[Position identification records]
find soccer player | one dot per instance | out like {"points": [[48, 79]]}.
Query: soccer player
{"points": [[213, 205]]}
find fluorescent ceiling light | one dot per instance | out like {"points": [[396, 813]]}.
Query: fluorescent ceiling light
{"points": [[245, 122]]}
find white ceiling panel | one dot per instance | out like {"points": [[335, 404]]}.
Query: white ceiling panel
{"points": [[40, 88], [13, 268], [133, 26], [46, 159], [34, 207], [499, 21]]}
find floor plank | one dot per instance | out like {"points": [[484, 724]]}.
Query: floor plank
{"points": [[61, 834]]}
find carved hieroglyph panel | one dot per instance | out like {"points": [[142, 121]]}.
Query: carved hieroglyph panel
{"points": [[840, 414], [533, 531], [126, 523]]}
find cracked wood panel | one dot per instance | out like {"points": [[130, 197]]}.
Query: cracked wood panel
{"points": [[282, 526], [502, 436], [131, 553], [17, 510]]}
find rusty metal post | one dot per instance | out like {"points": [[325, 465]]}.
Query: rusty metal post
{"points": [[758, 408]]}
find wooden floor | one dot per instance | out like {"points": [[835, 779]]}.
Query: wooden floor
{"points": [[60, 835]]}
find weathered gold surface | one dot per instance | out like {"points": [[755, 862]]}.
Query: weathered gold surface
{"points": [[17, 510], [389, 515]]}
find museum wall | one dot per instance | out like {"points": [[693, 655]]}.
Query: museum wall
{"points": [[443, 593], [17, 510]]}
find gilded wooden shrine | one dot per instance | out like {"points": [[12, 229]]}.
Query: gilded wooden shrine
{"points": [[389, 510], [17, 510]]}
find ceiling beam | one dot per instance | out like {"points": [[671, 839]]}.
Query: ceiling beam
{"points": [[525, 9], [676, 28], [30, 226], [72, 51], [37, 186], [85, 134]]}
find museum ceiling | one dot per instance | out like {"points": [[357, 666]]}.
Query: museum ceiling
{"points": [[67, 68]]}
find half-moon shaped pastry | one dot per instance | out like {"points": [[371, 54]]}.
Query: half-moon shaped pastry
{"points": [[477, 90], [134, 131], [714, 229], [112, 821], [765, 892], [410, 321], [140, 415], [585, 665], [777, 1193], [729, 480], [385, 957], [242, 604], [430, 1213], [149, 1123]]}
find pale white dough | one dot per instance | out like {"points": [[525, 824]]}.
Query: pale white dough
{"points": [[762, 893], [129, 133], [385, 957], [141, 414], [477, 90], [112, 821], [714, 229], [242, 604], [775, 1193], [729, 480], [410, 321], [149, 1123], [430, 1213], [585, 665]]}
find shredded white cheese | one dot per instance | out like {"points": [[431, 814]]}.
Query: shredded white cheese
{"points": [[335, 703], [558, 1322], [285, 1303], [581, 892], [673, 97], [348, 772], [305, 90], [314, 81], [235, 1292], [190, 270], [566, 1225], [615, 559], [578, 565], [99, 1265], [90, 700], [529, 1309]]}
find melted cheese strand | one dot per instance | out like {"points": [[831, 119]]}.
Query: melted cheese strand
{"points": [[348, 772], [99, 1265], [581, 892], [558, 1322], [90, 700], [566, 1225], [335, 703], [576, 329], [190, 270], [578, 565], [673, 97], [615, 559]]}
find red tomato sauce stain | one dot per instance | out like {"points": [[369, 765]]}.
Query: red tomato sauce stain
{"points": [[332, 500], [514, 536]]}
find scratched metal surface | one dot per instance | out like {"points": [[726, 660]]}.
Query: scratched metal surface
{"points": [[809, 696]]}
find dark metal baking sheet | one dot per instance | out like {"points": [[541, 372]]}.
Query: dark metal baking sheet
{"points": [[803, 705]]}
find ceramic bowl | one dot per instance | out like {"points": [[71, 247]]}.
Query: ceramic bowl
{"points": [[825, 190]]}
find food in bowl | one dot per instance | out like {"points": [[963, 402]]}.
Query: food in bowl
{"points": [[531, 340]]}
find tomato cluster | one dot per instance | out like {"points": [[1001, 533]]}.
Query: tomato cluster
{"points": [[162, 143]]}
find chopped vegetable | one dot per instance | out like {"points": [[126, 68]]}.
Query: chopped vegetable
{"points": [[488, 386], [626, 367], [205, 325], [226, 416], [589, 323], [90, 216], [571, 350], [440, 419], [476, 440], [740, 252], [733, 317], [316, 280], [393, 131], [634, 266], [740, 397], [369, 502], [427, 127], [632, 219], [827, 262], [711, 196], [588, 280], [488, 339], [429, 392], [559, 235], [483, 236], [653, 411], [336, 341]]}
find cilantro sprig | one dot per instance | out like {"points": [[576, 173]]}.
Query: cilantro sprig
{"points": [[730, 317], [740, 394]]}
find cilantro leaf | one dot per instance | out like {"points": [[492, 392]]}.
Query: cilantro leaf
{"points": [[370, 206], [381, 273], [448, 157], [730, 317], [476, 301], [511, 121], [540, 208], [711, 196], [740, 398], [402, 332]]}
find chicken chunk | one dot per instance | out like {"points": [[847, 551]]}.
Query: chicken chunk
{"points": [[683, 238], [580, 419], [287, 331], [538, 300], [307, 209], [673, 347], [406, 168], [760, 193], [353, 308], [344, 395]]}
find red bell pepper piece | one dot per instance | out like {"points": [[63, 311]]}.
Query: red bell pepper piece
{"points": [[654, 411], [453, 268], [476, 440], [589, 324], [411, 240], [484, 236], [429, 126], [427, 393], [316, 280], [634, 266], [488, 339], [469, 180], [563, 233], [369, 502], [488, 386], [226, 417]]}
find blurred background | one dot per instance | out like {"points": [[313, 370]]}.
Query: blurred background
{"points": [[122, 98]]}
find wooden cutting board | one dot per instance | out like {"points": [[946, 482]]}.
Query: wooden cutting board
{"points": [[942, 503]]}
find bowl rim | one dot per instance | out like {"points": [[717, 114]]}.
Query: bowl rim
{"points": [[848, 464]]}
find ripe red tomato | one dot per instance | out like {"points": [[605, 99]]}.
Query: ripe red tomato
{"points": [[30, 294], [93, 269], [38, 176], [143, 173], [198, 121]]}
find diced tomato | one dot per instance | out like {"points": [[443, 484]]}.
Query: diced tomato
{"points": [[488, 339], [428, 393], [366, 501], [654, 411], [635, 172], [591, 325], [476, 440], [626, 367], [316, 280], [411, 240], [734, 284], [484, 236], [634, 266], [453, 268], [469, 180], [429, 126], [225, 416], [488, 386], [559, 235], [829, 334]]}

SHORT PROBLEM =>
Reproduce all the records precisely.

TASK RESPONSE =>
find soccer player | one dot per instance | out like {"points": [[48, 79]]}.
Query: soccer player
{"points": [[213, 205]]}
find fluorescent ceiling light | one dot per instance | out like {"points": [[396, 813]]}.
Query: fluorescent ceiling light
{"points": [[245, 122]]}
find white ceiling panel | one dot per instance | out like {"points": [[335, 404]]}.
Query: white ceiling panel
{"points": [[40, 88], [13, 268], [133, 26], [46, 159], [34, 207], [499, 21]]}
find floor plank | one dot per instance | out like {"points": [[484, 724]]}.
Query: floor plank
{"points": [[61, 834]]}
find carved hieroglyph panel | one dot per instance | out like {"points": [[142, 121]]}.
Query: carved hieroglyph panel
{"points": [[840, 414], [533, 531], [126, 523]]}
find cracked wood panel | one dot per instance | out like {"points": [[130, 197]]}.
Query: cracked wood panel
{"points": [[282, 526], [502, 436], [131, 553], [17, 510]]}
find rusty metal post | one dot per instance | out like {"points": [[325, 465]]}.
Query: rusty metal post
{"points": [[758, 408]]}
find wooden floor | one dot per instance | out like {"points": [[835, 779]]}.
Query: wooden floor
{"points": [[60, 835]]}
find weathered gold surface | one dot per instance | out like {"points": [[755, 862]]}.
Query: weathered gold surface
{"points": [[17, 510], [389, 515]]}
find museum wall | one dot per instance | out like {"points": [[693, 655]]}.
Query: museum wall
{"points": [[443, 593], [17, 510]]}
find gilded wooden shrine | one dot per instance | out like {"points": [[12, 229]]}.
Query: gilded wooden shrine
{"points": [[389, 510], [17, 510]]}
find ceiling beam | one dot per instance | out like {"points": [[671, 839]]}.
Query: ceiling beam
{"points": [[525, 9], [676, 28], [30, 226], [72, 51], [37, 186], [85, 134]]}
find museum ceiling | one dot per instance | out like {"points": [[357, 666]]}.
Query: museum ceiling
{"points": [[67, 68]]}
find half-moon shaped pastry | one dot per instance | out like {"points": [[371, 54]]}.
Query: half-moon shaped pastry
{"points": [[477, 90], [134, 131], [714, 229], [112, 821], [765, 892], [410, 321], [140, 415], [585, 665], [777, 1193], [729, 480], [385, 957], [242, 604], [430, 1213], [149, 1123]]}
find pale white dough | one dot per instance | out like {"points": [[525, 824]]}.
Query: pale white dough
{"points": [[762, 893], [129, 133], [385, 957], [141, 414], [477, 90], [112, 821], [714, 229], [242, 604], [775, 1193], [729, 480], [410, 321], [149, 1123], [430, 1213], [585, 665]]}
find shredded white cheese | one dot per instance | out like {"points": [[431, 814]]}.
Query: shredded white cheese
{"points": [[335, 703], [558, 1322], [285, 1303], [581, 892], [673, 97], [348, 772], [305, 90], [314, 81], [235, 1292], [190, 270], [566, 1225], [615, 559], [578, 565], [99, 1265], [90, 700], [529, 1309]]}
find melted cheese strand | one dot per instance | out like {"points": [[831, 119]]}.
Query: melted cheese strand
{"points": [[348, 772], [99, 1265], [581, 892], [558, 1322], [90, 700], [566, 1225], [335, 703], [576, 329], [190, 270], [578, 565], [673, 97], [615, 559]]}
find red tomato sauce stain | one dot per instance | out like {"points": [[369, 765]]}.
Query: red tomato sauce stain
{"points": [[332, 500], [514, 536]]}
find scratched metal surface | one dot per instance | out like {"points": [[726, 660]]}.
Query: scratched metal surface
{"points": [[809, 696]]}
find dark metal baking sheet | one dot per instance | out like {"points": [[541, 372]]}.
Query: dark metal baking sheet
{"points": [[803, 705]]}
find ceramic bowl | one dot per instance | out like {"points": [[71, 247]]}.
Query: ceramic bowl
{"points": [[825, 190]]}
find food in bowl | one dot per instance | out like {"points": [[963, 402]]}.
Query: food in bowl
{"points": [[531, 340]]}
find tomato cluster | one dot per instance | out like {"points": [[1001, 533]]}.
Query: tomato cluster
{"points": [[162, 143]]}
find chopped vegetable | one dot per instance | out like {"points": [[126, 68]]}.
Query: chopped vegetable
{"points": [[488, 386], [626, 367], [205, 325], [226, 416], [589, 323], [90, 216], [571, 350], [440, 419], [476, 440], [740, 252], [733, 317], [316, 280], [393, 131], [634, 266], [740, 397], [369, 502], [427, 127], [632, 219], [827, 262], [711, 196], [588, 280], [488, 339], [429, 392], [559, 235], [483, 236], [653, 411], [336, 341]]}
find cilantro sprig | one dot per instance | out like {"points": [[576, 173]]}.
Query: cilantro sprig
{"points": [[730, 317], [740, 394]]}
find cilantro leaf | one dot per instance | out like {"points": [[492, 392]]}.
Query: cilantro leaf
{"points": [[370, 206], [381, 273], [448, 157], [730, 317], [476, 301], [511, 121], [540, 208], [711, 196], [740, 398], [402, 332]]}
find chicken chunk | one dot per instance | out like {"points": [[847, 551]]}.
Query: chicken chunk
{"points": [[683, 238], [580, 419], [287, 331], [538, 300], [307, 209], [673, 347], [406, 168], [760, 193], [353, 308], [344, 395]]}
find red bell pepper piece | one dot per instance | out like {"points": [[63, 311]]}.
Query: red bell pepper piece
{"points": [[654, 411], [453, 268], [476, 440], [589, 324], [411, 240], [484, 236], [429, 126], [427, 393], [316, 280], [634, 266], [488, 339], [469, 180], [563, 233], [369, 502], [488, 386], [226, 417]]}
find blurred background | one dot per instance | out like {"points": [[313, 370]]}.
Query: blurred background
{"points": [[122, 98]]}
find wooden cutting board | one dot per instance | out like {"points": [[946, 482]]}.
Query: wooden cutting board
{"points": [[942, 503]]}
find bowl rim | one dot per instance | out like {"points": [[717, 114]]}.
Query: bowl rim
{"points": [[848, 464]]}
find ripe red tomato | one dot per instance | out like {"points": [[605, 99]]}.
Query: ripe red tomato
{"points": [[30, 294], [93, 269], [38, 176], [143, 173], [198, 121]]}
find diced tomato | one dot per instance | out like {"points": [[443, 484]]}.
Query: diced tomato
{"points": [[488, 339], [428, 393], [366, 501], [654, 411], [635, 172], [591, 325], [476, 440], [626, 367], [316, 280], [411, 240], [734, 284], [484, 236], [634, 266], [453, 268], [469, 180], [429, 126], [225, 416], [488, 386], [559, 235], [829, 334]]}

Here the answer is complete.